WHAT THIS TASK INVOLVES: How many lines of the listing contain the string "dirt", with case counting? Reply with the number alone.

Pointing records:
[Start]
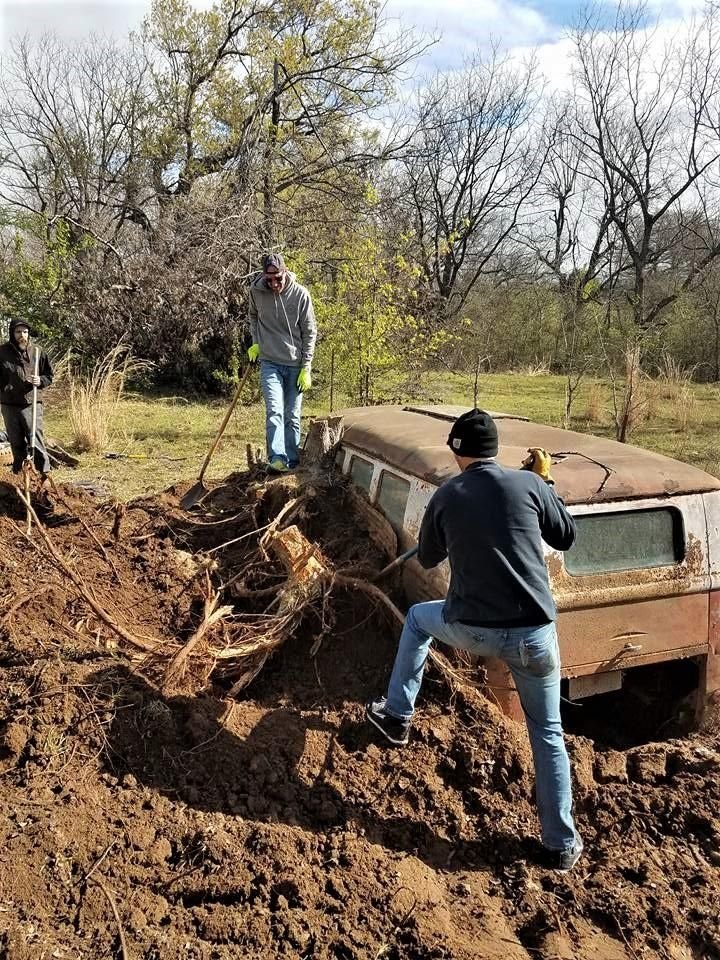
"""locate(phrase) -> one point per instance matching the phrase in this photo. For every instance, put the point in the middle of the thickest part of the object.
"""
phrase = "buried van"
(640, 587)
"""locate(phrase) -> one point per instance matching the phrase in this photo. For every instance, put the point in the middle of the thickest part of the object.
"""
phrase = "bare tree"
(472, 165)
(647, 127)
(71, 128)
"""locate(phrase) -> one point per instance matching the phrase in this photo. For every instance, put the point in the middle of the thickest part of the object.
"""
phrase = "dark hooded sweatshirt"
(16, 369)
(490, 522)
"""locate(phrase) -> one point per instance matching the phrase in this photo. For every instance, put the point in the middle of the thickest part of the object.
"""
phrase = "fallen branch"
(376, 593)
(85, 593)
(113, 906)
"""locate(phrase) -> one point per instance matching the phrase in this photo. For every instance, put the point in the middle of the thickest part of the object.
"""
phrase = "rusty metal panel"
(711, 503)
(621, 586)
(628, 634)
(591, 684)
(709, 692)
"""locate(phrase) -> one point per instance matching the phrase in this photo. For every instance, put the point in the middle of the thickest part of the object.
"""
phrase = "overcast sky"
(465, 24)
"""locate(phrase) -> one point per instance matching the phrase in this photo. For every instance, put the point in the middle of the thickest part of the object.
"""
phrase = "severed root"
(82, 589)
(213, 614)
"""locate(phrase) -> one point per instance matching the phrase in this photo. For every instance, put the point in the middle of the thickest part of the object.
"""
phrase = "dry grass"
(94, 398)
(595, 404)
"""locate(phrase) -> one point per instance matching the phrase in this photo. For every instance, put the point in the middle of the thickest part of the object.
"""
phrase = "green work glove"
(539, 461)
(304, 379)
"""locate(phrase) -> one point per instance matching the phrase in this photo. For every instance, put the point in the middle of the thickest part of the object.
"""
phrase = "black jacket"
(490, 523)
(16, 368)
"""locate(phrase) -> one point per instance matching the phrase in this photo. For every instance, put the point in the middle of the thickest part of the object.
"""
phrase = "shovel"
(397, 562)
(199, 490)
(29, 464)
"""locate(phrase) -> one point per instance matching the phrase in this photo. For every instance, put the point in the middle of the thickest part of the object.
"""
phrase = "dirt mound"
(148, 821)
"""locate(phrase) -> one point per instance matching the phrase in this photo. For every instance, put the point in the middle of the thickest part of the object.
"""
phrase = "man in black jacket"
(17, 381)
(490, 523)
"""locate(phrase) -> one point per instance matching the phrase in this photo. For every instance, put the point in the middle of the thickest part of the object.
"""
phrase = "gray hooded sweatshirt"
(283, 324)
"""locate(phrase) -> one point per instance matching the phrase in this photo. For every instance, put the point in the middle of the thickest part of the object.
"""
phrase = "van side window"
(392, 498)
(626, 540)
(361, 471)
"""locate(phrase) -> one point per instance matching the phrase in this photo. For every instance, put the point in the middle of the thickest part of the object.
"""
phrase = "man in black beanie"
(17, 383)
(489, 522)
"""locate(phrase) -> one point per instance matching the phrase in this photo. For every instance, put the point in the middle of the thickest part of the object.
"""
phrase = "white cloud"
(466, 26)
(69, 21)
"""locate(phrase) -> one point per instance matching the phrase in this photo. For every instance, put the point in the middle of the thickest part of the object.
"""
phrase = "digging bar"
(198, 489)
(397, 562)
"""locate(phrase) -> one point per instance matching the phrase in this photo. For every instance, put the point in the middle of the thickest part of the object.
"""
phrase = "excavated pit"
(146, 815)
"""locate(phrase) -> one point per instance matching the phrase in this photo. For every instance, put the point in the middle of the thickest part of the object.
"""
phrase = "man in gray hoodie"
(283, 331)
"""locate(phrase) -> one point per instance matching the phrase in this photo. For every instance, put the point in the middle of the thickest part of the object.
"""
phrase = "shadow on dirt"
[End]
EXPECTED ANSWER: 2